◆ **Exercise brief**
Reproduce the records below in their entirety, character for character.

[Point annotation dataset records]

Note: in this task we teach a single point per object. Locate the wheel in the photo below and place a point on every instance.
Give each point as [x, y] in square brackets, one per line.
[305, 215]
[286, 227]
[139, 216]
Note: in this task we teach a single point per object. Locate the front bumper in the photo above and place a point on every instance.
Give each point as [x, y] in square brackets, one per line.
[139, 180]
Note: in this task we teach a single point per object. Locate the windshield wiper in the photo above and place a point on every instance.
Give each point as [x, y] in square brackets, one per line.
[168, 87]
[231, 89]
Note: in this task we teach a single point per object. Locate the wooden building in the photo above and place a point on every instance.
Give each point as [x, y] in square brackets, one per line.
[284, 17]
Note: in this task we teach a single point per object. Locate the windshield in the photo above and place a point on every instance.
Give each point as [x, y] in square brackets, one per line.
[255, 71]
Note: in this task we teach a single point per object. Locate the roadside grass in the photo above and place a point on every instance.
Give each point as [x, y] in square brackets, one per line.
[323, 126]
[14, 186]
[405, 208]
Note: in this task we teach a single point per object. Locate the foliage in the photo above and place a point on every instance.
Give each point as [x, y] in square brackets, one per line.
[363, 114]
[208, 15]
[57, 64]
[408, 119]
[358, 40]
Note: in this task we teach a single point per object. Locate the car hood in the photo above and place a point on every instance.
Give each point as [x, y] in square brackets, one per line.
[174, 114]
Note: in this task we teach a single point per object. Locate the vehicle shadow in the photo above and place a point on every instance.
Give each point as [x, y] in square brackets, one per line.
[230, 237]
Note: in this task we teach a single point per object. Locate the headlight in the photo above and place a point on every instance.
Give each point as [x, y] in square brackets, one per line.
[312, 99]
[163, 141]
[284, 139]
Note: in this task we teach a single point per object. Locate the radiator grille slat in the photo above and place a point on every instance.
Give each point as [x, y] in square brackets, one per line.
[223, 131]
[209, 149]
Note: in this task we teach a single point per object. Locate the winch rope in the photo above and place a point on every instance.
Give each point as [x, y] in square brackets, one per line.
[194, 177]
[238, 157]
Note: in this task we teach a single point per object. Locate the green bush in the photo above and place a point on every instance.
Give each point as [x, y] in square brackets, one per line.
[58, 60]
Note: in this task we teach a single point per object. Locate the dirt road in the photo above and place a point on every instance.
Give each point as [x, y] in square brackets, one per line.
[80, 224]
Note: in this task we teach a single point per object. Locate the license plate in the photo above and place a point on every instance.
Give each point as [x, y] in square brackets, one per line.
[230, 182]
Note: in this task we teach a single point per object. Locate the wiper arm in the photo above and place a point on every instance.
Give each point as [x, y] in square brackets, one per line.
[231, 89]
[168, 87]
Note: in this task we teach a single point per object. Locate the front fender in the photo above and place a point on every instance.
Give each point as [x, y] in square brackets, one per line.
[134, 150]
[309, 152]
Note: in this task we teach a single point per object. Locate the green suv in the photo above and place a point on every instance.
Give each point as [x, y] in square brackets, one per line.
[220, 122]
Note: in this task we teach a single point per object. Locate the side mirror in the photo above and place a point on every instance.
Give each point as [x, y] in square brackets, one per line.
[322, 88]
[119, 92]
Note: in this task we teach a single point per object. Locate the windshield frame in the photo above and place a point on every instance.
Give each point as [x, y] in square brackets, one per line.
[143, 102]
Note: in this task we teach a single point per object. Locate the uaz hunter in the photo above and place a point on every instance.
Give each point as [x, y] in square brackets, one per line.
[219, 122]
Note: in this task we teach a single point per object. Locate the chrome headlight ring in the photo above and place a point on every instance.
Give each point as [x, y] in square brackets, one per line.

◆ **Solution**
Note: in this task we teach a single point per object. Locate the wheel in the photo below and place a point on every instance.
Give each point as [x, y] in square brackets, one per line.
[305, 215]
[286, 227]
[139, 216]
Note: in this task we teach a single point per object. Locate the front bumper in the photo above and place a point on every instance.
Give each point as [x, y] in square brackets, one per line.
[139, 180]
Note: in this task we teach a single point per object. Locate the windshield wiper in the photo above and place a point on every instance.
Give each point as [x, y] in square brackets, one per line.
[168, 87]
[231, 89]
Note: in this task we teach a single point per object. Locate the wooden building in the photo above and place a point on every instance.
Give each point as [x, y] in square brackets, one per line.
[284, 17]
Note: in this task we teach a single point per object. Locate the windshield in the photo above and place a point on every instance.
Give each point as [x, y] in square brackets, one per line.
[255, 71]
Note: in this task we teach a single point per object. Locate the roadside grass in the photo above and place a point on every instance.
Give each point as [x, y] in square brackets, one per line.
[323, 126]
[14, 186]
[405, 208]
Note: in this task we teach a single point per object. Locate the foliage in the photo above and place a point on every instance.
Give each point as [x, y] in square brackets, one per line.
[363, 114]
[208, 15]
[57, 64]
[408, 119]
[358, 40]
Note: in this task we teach a single point per object. Locate the car hood in the photo above and place a point on every instance.
Give each point as [x, y] in square brackets, one per line.
[174, 114]
Note: in this task we teach a single point per object. Locate the vehicle shadow in the photo above and place a point on every instance.
Give each point as [x, y] in square brackets, one per line.
[230, 237]
Note: in this task we teach a single point per object. Locate the headlight in the photo above and place a point on every instance.
Give each point as [x, y] in square brackets, one per line.
[312, 99]
[163, 141]
[284, 139]
Note: in this task we teach a single point per object. Locate the radiator grille slat in the photo above and place a point on every instance.
Give each point as [x, y] in square brackets, one per line.
[223, 131]
[209, 149]
Note: in this task we teach a single point per object. Locate the winch rope in the photo above and place a point on every instance.
Give each point as [x, y] in square brackets, one per line.
[194, 177]
[238, 157]
Note: in this task we teach a single point per object. Locate the green bush in the photo above and place a point on every instance.
Give each point as [x, y] in square brackets, one per line.
[58, 60]
Note: in this task we teach a single point per object. Locate the dirt road in the photo above and place a point on every instance.
Give each point as [x, y] in square brackets, one per line.
[80, 224]
Note: in this task we teach a single point per object. Locate the license plate in the photo above and place a point on every instance.
Give each point as [x, y] in square brackets, one per line.
[230, 182]
Note: in this task we teach a single point per object. Locate the wiper arm in the photo above and place a point on every instance.
Give each point as [x, y] in square brackets, one per line.
[231, 89]
[168, 87]
Note: in this task we teach a single point per object. Locate the front fender in the photo above and place a point on every instance.
Give each point as [x, y] in square brackets, one per line.
[134, 150]
[309, 152]
Note: in this task we teach a single point per object. Locate the green suv in the photo above and place a point on every instance.
Give each point as [x, y] in square brackets, one per line.
[220, 122]
Note: in this task we teach a single point per object. Locate the side mirror in the photo above and place a point on every instance.
Give each point as [x, y] in square brackets, one per line.
[322, 88]
[119, 92]
Note: in this task we teach a single point per object. Locate the windshield frame in the photo above and place a point on every instance.
Give each point as [x, y] in square brackets, one per line.
[143, 102]
Note: in this task we teach a single point per object. Locate the uaz hunter in the photo above and place a point on every instance.
Give each point as [x, y] in square brackets, one per line.
[219, 122]
Note: in this task we teach a single point per object. Locate the chrome headlight ring in the photo above and place a point on every instance.
Give each point as [x, y] in square brackets, one per line.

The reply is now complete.